-- PROBLEM REQUIREMENTS --
Which lines in the material below contain the word "river"? Gather every one of them and copy each line in full.

-- EXTRACTED INFORMATION --

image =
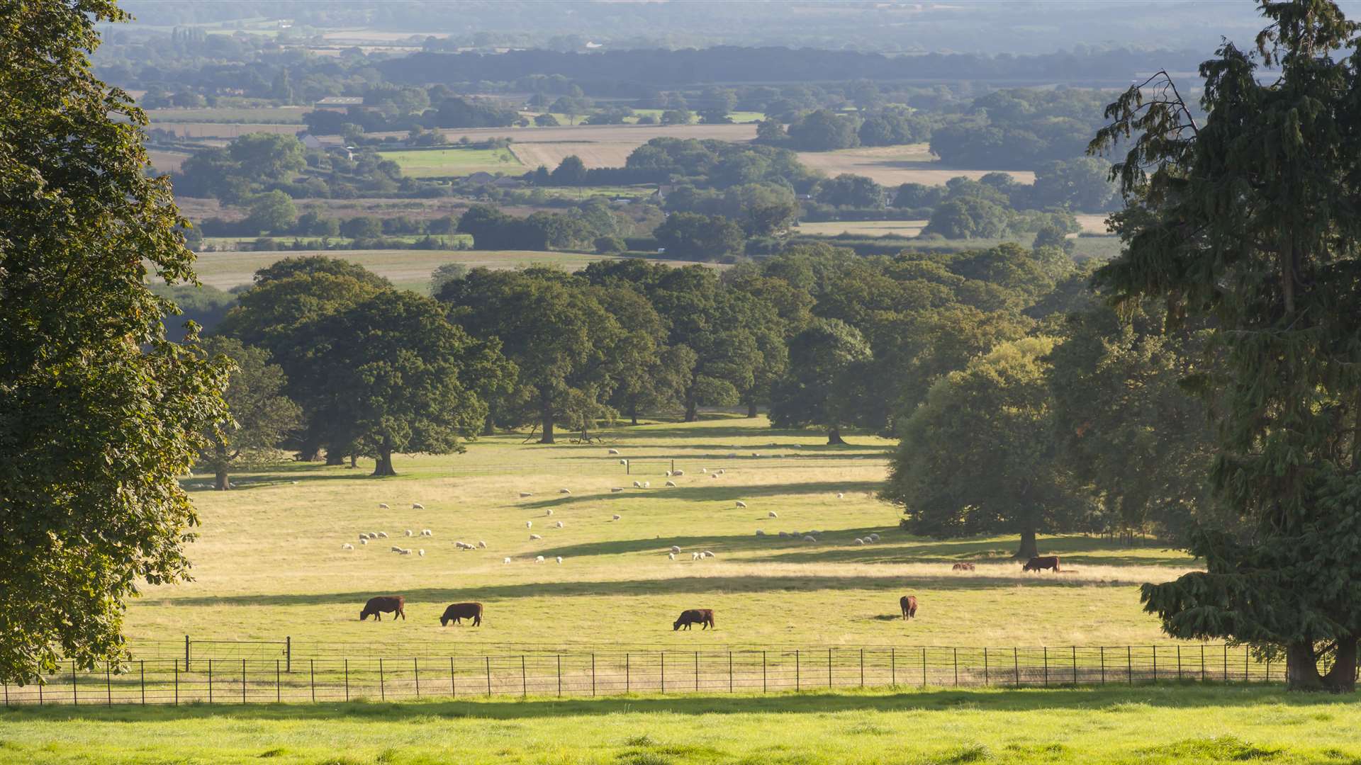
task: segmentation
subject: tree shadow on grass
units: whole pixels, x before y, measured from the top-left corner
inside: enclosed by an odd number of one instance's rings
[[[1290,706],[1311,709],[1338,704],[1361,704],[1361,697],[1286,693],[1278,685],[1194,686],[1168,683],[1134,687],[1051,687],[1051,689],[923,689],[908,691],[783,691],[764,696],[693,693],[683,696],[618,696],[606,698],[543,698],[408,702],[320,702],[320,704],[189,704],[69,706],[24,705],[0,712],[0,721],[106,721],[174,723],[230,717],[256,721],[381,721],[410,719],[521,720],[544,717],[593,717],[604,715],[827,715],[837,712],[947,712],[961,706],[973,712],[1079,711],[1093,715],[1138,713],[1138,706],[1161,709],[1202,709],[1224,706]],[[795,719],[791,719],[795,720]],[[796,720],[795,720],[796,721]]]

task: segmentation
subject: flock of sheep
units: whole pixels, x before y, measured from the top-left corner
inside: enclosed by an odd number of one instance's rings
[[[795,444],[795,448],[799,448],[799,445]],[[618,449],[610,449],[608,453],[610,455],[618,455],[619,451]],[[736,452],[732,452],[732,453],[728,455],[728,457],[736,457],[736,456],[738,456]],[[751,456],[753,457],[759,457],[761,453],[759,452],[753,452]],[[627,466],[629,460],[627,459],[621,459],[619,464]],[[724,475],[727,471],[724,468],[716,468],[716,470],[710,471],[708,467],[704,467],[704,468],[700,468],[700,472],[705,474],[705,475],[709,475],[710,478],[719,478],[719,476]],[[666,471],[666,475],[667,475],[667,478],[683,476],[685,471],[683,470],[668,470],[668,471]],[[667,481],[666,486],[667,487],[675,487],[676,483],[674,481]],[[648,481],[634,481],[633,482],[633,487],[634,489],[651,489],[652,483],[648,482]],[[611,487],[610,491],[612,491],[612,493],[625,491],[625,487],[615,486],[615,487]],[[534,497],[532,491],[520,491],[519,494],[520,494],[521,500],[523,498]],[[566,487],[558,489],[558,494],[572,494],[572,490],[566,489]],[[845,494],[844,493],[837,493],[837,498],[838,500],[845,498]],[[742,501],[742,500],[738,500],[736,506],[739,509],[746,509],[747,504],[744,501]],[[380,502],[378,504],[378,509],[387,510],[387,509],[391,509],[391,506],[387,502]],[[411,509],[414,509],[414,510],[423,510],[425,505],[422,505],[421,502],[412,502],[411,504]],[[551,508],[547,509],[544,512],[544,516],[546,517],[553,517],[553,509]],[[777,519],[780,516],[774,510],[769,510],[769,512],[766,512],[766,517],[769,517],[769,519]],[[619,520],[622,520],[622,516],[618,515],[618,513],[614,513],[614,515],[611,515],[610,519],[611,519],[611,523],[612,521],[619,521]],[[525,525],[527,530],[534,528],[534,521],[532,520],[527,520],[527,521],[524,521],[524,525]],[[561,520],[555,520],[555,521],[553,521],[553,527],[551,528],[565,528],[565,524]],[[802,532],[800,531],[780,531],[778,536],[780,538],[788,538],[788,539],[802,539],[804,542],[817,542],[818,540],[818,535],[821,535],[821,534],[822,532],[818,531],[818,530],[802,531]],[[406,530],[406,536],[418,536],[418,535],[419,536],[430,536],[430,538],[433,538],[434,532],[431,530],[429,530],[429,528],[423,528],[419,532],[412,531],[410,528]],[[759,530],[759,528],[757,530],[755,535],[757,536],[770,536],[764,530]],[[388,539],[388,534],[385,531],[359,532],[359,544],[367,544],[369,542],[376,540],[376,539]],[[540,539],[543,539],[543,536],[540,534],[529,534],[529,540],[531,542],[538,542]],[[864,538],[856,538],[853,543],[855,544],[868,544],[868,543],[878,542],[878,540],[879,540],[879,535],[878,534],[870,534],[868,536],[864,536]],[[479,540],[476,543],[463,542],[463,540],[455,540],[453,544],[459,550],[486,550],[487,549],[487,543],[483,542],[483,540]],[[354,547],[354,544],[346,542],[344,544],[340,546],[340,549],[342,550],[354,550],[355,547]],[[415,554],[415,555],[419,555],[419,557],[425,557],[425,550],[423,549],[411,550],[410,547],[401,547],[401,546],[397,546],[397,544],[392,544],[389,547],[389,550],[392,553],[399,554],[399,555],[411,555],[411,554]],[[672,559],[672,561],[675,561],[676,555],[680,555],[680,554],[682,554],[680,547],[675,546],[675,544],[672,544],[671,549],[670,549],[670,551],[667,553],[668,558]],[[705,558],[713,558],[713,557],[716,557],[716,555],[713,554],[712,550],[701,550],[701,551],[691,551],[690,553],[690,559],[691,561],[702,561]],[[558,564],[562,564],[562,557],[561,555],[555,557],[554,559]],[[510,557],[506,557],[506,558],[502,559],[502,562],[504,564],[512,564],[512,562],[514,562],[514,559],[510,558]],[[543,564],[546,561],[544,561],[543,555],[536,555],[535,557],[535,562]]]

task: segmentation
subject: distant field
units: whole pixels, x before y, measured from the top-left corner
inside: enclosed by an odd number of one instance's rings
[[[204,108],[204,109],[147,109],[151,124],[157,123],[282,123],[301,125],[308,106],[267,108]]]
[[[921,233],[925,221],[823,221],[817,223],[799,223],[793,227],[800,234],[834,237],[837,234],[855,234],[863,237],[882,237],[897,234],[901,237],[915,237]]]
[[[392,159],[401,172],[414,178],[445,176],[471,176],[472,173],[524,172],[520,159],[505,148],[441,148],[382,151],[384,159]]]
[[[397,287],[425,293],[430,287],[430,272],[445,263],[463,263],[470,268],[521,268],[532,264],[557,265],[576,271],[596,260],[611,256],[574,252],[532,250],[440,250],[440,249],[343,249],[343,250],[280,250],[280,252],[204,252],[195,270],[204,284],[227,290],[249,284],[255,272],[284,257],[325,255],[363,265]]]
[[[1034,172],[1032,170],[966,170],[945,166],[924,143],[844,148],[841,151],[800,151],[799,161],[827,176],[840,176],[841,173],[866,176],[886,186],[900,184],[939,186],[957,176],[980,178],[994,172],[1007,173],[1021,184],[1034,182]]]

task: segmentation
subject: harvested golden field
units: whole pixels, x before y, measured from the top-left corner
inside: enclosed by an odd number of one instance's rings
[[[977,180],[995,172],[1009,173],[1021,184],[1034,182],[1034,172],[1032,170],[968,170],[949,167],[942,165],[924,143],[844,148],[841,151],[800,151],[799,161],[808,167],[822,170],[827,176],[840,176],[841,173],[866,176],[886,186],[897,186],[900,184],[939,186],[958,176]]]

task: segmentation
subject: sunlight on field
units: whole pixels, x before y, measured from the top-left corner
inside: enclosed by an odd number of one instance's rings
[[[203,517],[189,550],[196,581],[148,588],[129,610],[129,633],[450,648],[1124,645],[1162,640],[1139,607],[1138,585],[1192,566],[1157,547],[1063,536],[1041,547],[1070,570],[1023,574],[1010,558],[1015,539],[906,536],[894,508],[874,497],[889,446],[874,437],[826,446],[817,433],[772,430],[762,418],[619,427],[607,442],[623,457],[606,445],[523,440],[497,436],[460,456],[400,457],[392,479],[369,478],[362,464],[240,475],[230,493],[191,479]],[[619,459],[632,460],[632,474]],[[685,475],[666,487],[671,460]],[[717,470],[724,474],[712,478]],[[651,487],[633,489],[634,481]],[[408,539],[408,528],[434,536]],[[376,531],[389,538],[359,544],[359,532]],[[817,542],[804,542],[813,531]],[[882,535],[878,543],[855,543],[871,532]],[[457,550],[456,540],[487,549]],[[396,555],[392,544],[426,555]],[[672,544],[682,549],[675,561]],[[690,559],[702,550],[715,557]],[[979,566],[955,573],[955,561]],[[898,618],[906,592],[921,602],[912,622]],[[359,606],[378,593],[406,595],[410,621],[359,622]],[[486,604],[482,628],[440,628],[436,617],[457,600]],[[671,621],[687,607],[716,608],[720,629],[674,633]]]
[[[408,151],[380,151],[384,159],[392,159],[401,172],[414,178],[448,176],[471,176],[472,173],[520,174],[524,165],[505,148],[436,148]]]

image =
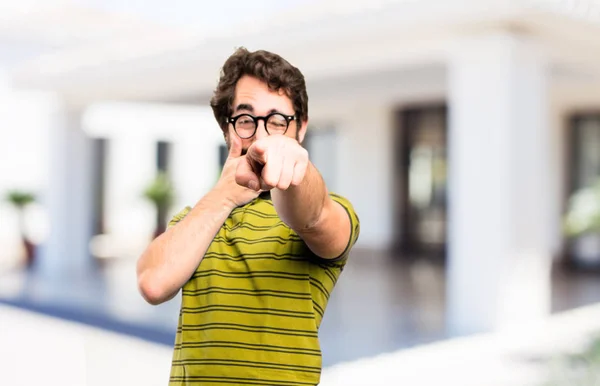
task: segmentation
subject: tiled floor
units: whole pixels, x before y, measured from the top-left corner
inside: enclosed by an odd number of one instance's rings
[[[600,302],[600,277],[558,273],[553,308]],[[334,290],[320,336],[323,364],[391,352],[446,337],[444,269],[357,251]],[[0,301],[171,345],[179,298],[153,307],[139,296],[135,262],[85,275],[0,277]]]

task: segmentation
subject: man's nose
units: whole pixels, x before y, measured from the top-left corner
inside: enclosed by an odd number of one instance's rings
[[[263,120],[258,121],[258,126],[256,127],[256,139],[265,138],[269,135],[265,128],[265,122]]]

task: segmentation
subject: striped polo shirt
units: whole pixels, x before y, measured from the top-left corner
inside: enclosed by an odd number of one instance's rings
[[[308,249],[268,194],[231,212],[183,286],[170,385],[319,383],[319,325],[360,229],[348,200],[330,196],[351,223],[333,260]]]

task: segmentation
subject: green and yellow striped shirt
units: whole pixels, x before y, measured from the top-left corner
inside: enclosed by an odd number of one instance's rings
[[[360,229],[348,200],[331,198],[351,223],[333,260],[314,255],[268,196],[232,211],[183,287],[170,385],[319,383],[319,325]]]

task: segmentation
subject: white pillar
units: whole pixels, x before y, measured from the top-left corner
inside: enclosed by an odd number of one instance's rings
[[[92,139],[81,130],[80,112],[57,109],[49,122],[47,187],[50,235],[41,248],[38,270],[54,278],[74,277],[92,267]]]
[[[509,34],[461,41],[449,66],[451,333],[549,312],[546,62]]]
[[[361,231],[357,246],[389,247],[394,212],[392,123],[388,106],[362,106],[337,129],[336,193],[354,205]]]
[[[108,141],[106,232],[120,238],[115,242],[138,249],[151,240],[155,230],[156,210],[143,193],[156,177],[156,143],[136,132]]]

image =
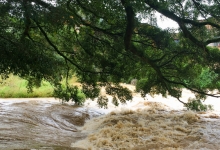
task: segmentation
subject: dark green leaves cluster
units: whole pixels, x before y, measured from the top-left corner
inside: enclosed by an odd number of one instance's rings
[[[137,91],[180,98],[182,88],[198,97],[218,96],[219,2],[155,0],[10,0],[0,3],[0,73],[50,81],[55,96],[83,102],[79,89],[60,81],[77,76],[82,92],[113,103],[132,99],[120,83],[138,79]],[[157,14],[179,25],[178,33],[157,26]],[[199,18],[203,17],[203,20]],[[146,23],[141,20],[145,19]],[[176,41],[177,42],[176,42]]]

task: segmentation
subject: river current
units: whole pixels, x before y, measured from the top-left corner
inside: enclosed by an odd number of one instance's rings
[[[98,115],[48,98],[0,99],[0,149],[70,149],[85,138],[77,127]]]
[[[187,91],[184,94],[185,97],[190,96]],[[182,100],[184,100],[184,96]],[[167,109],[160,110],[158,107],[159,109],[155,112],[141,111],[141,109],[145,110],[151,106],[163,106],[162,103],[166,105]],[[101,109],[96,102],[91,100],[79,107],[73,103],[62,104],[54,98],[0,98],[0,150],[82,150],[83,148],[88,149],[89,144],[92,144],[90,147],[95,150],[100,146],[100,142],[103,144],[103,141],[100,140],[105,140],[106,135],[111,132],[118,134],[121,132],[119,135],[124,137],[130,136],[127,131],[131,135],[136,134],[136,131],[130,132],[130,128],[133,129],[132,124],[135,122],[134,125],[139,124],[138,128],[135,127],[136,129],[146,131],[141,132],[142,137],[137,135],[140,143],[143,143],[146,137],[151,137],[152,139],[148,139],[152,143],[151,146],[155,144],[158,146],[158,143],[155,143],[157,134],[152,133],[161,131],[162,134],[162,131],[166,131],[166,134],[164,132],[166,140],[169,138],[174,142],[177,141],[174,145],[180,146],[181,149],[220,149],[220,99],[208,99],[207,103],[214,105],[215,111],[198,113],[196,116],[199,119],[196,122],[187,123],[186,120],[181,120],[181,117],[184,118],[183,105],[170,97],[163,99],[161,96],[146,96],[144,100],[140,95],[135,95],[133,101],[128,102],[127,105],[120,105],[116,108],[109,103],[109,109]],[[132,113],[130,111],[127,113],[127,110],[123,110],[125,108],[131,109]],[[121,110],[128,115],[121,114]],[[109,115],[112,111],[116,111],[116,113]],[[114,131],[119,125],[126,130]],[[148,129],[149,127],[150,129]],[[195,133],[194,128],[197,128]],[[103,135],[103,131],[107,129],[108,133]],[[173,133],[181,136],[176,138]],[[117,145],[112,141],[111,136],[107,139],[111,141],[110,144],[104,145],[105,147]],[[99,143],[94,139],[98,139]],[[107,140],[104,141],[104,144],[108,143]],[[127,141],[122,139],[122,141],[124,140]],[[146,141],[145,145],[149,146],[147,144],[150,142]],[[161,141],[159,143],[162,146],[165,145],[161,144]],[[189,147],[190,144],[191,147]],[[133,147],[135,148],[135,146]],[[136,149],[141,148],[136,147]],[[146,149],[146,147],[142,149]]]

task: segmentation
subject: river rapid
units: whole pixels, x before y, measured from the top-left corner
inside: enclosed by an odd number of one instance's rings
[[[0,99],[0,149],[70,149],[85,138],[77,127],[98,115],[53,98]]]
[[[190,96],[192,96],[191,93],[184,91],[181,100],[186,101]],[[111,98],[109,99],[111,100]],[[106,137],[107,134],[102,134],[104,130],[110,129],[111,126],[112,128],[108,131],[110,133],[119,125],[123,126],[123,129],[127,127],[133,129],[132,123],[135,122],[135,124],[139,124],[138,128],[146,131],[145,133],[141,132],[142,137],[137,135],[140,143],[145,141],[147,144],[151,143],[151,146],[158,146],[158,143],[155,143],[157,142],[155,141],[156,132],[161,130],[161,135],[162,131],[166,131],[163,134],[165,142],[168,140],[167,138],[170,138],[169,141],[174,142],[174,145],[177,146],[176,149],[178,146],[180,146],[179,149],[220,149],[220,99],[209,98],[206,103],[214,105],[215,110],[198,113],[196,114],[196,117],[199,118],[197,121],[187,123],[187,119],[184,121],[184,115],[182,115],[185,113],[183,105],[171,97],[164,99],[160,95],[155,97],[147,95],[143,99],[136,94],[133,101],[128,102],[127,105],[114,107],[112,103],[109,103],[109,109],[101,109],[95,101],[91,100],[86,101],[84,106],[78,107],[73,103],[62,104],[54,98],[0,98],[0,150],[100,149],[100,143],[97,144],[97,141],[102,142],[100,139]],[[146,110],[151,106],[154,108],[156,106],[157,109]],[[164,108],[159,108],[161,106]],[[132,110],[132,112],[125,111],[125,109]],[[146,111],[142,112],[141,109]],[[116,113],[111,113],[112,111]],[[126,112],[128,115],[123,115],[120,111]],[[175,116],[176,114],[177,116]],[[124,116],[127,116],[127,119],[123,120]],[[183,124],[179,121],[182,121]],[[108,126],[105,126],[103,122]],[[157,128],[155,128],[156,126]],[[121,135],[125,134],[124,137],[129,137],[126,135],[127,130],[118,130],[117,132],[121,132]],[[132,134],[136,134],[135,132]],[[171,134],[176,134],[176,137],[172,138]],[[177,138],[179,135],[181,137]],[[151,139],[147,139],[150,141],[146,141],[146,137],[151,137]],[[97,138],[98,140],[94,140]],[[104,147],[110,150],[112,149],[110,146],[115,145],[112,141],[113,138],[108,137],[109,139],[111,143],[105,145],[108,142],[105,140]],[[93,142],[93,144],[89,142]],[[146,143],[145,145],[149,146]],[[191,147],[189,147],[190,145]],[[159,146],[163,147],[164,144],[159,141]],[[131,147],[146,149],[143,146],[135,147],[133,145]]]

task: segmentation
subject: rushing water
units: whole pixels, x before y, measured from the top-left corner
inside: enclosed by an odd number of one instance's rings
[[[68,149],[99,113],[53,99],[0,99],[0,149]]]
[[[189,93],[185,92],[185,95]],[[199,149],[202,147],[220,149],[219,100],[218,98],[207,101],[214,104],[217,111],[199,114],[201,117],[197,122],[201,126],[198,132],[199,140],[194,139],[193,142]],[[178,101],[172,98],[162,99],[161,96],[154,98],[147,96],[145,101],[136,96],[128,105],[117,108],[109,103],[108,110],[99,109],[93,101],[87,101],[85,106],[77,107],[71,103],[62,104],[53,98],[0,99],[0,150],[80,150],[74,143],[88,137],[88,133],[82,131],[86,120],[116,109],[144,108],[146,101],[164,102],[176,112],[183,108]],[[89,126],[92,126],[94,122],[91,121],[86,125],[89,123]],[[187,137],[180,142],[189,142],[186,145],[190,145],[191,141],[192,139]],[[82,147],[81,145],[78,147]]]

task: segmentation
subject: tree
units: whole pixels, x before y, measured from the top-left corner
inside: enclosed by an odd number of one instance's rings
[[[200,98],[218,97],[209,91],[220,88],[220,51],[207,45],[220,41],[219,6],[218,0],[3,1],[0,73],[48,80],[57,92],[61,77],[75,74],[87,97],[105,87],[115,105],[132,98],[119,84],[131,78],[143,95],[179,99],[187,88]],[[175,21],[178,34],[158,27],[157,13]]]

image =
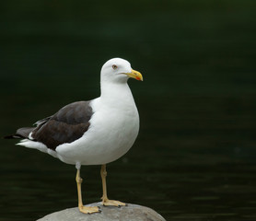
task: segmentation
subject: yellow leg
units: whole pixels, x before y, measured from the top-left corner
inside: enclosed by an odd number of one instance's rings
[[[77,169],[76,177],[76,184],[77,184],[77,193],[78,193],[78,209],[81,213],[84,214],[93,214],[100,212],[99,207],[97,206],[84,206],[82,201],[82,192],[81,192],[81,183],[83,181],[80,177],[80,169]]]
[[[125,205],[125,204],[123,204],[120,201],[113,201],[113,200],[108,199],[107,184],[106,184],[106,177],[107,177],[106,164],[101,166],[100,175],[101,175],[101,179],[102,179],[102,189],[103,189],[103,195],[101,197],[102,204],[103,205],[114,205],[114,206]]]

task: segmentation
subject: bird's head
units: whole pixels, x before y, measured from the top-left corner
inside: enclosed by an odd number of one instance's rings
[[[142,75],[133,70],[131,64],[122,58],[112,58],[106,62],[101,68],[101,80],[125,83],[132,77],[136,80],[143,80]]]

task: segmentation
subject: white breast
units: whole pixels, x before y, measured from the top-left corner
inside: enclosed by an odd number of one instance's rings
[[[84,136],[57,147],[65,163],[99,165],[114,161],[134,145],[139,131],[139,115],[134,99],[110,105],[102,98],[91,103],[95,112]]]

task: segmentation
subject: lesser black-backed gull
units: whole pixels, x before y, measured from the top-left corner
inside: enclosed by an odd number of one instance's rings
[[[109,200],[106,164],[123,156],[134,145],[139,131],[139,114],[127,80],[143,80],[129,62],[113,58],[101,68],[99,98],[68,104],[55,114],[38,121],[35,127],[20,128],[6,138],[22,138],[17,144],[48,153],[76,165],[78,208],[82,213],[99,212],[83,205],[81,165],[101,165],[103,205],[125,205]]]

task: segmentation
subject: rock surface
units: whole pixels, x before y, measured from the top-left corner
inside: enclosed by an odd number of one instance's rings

-- FULL ANSWER --
subject: river current
subject: river rapid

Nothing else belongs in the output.